### Fragmento citado
⟨
Del mismo modo que Galileo Galilei en la física y la astronomía, Descartes en la filosofía y Vesalio, Paracelso y Fracastoro en medicina habían soltado o estaban soltando amarras con el pasado para acceder a “nuevos mundos”, Shakespeare planteó una nueva forma de hacer teatro absolutamente revolucionaria: ya no se trataba de una forma de entretenimiento para las élites sociales, sino de que las representaciones teatrales pudieran ser seguidas por personas de todas las esferas sociales.

Sus personajes no son héroes clásicos, sino hombres y mujeres con los que puede identificarse cualquier espectador.Pero el teatro de Shakespeare va incluso más allá: rompe con cualquier precedente y, en gran medida, inventa lo humano tal y como hoy lo conocemos. De alguna manera, Shakespeare nos ha inventado y, como señala A. Burgess, es un permanente “contemporáneo de la posteridad”.

Si Alonso Quijano quiere encontrar en el mundo las aventuras que su biblioteca le había prometido, los personajes de Shakespeare nos hacen ver que, contrariamente a lo que pudiera creerse antes del Renacimiento, el mundo no es un libro cerrado y permite más de una lectura.

Entre ellos, probablemente Hamlet sea el personaje literario por excelencia, el que se nos presenta como el horizonte que aparece a nuestra vista, inabarcable en su totalidad. El príncipe, enfrentado a la muerte de su padre y el casamiento de su madre, es la encarnación misma de la duda y su personaje sólo puede ser observado, analizado e interpretado desde distintas perspectivas. Desde el momento de su publicación la influencia de Hamlet en la cultura occidental ha sido incalculable.

La obra de Shakespeare está cargada de aspectos médicos, que han sido analizados por numerosos investigadores y algunos de sus biógrafos durante los últimos dos siglos. Como el minero que desciende con su linterna hasta las entrañas de la Tierra para extraer de ella su riqueza mineral, él fue capaz de bajar pertrechado de su imaginación hasta las profundidades del ser humano para encontrar antes que nadie arquetipos psicológicos del hombre enfermo que luego ha estudiado la medicina moderna.

Además, Shakespeare supo adivinar lo que otros no vieron o vieron mucho después: que al espíritu le afecta la materia, que el estado del cuerpo puede condicionar el estado del alma y, por tanto, que “no somos los mismos cuando la naturaleza, abatida, impone al alma que sufra con el cuerpo”.
⟩
(Datos de señalamiento basados en imágenes)
⟨
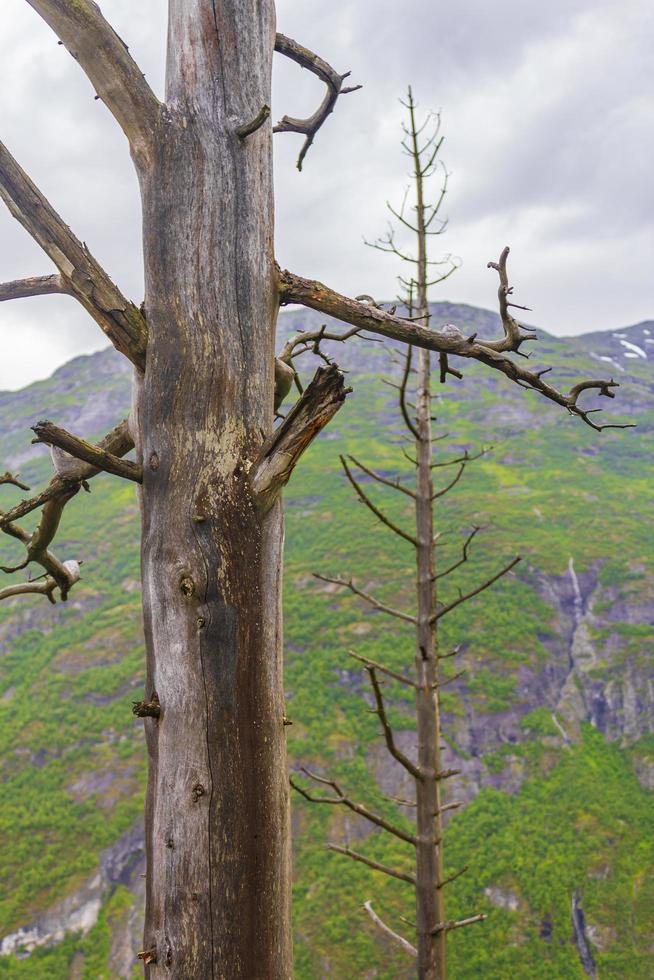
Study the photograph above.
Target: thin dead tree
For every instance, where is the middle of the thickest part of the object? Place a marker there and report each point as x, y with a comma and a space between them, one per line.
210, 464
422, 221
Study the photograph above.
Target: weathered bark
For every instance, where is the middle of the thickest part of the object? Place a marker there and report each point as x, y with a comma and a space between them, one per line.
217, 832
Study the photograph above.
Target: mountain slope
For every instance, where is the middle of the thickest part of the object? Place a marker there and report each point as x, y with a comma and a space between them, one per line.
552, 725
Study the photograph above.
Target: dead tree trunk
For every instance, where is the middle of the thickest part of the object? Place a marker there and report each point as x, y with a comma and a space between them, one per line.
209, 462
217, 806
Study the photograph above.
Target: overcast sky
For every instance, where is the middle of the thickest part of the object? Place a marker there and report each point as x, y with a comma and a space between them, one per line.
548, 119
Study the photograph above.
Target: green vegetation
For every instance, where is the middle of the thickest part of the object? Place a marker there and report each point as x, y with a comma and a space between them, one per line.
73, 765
⟩
### Problemas por resolver
1 > En la primera oración del fragmento citado sobre Shakespeare, ¿qué personas se mencionan por haber roto, en sus respectivos campos, con el pasado?
2 > Copia literalmente el pasaje del fragmento citado sobre Shakespeare: empieza en las palabras "Del mismo modo" y termina tras "las esferas sociales.".
3 > ¿Qué podría seguir al fragmento citado sobre Shakespeare? Continúa el texto a partir de su última oración.

### Respuestas
1 > Galileo Galilei, Descartes, Vesalio, Paracelso y Fracastoro.

2 >
Del mismo modo que Galileo Galilei en la física y la astronomía, Descartes en la filosofía y Vesalio, Paracelso y Fracastoro en medicina habían soltado o estaban soltando amarras con el pasado para acceder a “nuevos mundos”, Shakespeare planteó una nueva forma de hacer teatro absolutamente revolucionaria: ya no se trataba de una forma de entretenimiento para las élites sociales, sino de que las representaciones teatrales pudieran ser seguidas por personas de todas las esferas sociales.

3 >
El genial dramaturgo inglés saca a escena a toda una pléyade de enfermos, a médicos de distinta condición y otros profesionales sanitarios (enfermeras, comadronas, cirujanos, boticarios, etc.), a enfermedades de distinto tipo, gravedad y naturaleza, a tratamientos empíricos, utilizados con mayor o menor grado de racionalismo, de acuerdo con los conocimientos de la época, y a las instituciones en donde se atendía a los enfermos.

Entre todas las enfermedades humanas que aparecen en la obra de Shakespeare seguramente son las enfermedades mentales y las enfermedades infecciosas las que aparecen de forma más profusa y repetida, aunque probablemente sea ese “cuarto de kilo de carne en el que se centra el golpe de tierra que somos” (Ramón Gómez de la Serna), en cualquiera de los significados que permite la palabra corazón, el término médico más utilizado.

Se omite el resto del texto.